Without skipping anything, print all of the data exactly.

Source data

■ ■ ■

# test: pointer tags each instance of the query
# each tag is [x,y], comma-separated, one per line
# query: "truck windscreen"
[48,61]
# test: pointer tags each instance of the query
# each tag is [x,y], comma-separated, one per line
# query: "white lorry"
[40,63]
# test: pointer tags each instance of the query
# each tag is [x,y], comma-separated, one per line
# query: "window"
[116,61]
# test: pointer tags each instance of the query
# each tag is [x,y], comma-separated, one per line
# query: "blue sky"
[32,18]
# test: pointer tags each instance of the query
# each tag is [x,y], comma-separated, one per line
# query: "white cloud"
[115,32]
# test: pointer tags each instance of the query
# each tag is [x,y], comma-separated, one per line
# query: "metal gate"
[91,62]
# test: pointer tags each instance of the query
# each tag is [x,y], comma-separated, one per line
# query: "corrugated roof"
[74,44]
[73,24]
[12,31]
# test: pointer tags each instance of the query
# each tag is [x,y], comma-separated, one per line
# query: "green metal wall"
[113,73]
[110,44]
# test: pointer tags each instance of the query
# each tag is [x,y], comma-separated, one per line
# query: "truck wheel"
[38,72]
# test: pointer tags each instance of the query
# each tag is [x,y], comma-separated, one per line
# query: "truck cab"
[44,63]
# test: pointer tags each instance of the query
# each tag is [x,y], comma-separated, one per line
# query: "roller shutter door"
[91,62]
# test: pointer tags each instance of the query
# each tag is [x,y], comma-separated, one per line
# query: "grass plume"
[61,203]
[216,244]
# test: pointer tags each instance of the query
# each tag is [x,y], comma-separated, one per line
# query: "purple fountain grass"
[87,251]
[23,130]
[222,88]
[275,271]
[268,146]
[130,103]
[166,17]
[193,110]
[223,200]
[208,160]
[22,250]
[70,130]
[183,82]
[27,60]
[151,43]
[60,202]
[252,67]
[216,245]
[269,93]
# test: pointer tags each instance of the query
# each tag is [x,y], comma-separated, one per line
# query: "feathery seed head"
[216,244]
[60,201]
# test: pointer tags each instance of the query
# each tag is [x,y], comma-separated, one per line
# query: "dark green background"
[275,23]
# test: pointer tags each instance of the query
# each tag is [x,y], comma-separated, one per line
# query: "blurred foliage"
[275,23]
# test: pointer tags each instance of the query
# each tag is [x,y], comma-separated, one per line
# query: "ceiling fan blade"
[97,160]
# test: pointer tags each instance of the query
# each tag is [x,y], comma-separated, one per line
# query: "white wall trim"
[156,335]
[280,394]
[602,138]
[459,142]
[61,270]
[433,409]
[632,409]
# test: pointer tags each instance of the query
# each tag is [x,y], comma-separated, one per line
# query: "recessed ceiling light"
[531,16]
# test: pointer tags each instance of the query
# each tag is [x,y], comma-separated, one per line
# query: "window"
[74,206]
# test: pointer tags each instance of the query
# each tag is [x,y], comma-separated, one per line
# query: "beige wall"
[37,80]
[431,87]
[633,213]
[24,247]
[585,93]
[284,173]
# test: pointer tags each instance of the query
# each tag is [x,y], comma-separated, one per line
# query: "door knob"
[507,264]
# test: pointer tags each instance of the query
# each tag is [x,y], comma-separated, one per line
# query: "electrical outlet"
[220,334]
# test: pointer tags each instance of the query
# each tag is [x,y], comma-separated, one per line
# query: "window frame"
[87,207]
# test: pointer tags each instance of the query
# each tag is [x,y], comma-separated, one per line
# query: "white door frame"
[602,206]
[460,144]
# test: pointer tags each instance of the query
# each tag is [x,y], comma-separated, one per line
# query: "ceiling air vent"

■ ■ ■

> [SOLUTION TO THIS PROBLEM]
# test: pointer tags each instance of the query
# each tag is [x,y], comma-separated, one per line
# query: "truck windscreen"
[48,61]
# test: pointer tags each instance of the query
# each tag is [x,y], comma-separated, one per line
# query: "white lorry"
[40,63]
# test: pointer tags each instance of the query
# each tag is [x,y], comma-separated, one per line
# query: "window"
[116,61]
# test: pointer tags each instance of the query
# each tag is [x,y], comma-separated, one per line
# query: "blue sky"
[32,18]
# test: pointer tags each instance of the query
# each tag is [x,y], comma-separated, one per line
# query: "white cloud"
[115,32]
# test: pointer tags each instance of the query
# each tag is [x,y], comma-separated, one per line
# query: "metal gate"
[91,62]
# test: pointer tags each instance of the query
# each tag is [x,y], comma-separated, one per line
# query: "corrugated roof"
[74,44]
[73,24]
[12,31]
# test: pointer tags each instance of the query
# each tag is [x,y], comma-separated, one per line
# query: "green metal wall"
[113,73]
[110,44]
# test: pointer tags each instance of the query
# each tag is [x,y], comma-separated, one per line
# query: "truck wheel"
[38,72]
# test: pointer tags each instance of the query
# each tag is [x,y], comma-separated, one per line
# query: "truck cab"
[44,63]
# test: pointer tags each instance of the query
# each tag is [x,y], comma-separated, one per line
# query: "roller shutter door"
[91,62]
# test: pointer tags each instance of the query
# each tag is [x,y], comma-separated, one per line
# query: "grass plume"
[61,203]
[216,244]
# test: pointer tags each instance of the query
# each tag is [x,y], comma-separated, one per line
# query: "purple fountain grass"
[87,251]
[23,130]
[222,88]
[275,271]
[268,146]
[130,103]
[166,17]
[193,110]
[223,200]
[208,160]
[22,250]
[70,130]
[183,82]
[27,60]
[151,43]
[60,202]
[252,67]
[216,245]
[269,93]
# test: pointer tags each instance of the query
# each tag is [x,y], comma-separated, one per line
# query: "feathery seed head"
[216,244]
[60,201]
# test: pointer tags each instance of the query
# each tag is [x,y], comma-separated, one per line
# query: "dark green background"
[275,23]
# test: pointer tags each instance of the query
# each tag is [x,y], comma-separated, one per line
# query: "blurred foliage"
[275,23]
# test: pointer tags each instance of the query
# each tag is [x,y], comma-separated, one per line
# query: "ceiling fan blade"
[97,160]
# test: pointer tags each instance of the query
# each tag is [x,y], comma-separated, one per line
# query: "white wall trim"
[156,335]
[280,394]
[602,138]
[459,142]
[61,270]
[433,409]
[632,409]
# test: pointer tags each instance of the query
# each tag is [x,y], comma-separated, one per line
# query: "recessed ceiling light"
[531,16]
# test: pointer tags each instance of the query
# each tag is [x,y], comma-separated, one per line
# query: "window"
[74,206]
# test: pointer tags each instance of the query
# each tag is [x,y], comma-separated, one per line
# query: "beige wall"
[37,80]
[431,87]
[633,213]
[24,247]
[585,93]
[284,173]
# test: pointer tags each instance of the query
# each tag is [x,y], comma-separated, one per line
# query: "door knob"
[507,264]
# test: pointer tags each instance of the query
# each tag is [x,y], comma-separated, one per line
# query: "electrical outlet"
[220,334]
# test: pointer tags each instance of the query
# each tag is [x,y], comma-separated, one per line
# query: "window frame"
[87,207]
# test: pointer tags each instance of the query
# each tag is [x,y], comma-separated, one per line
# query: "white door frame"
[602,206]
[460,144]
# test: pointer tags each instance of the query
# each tag is [x,y], comma-separated, one per line
# query: "ceiling air vent"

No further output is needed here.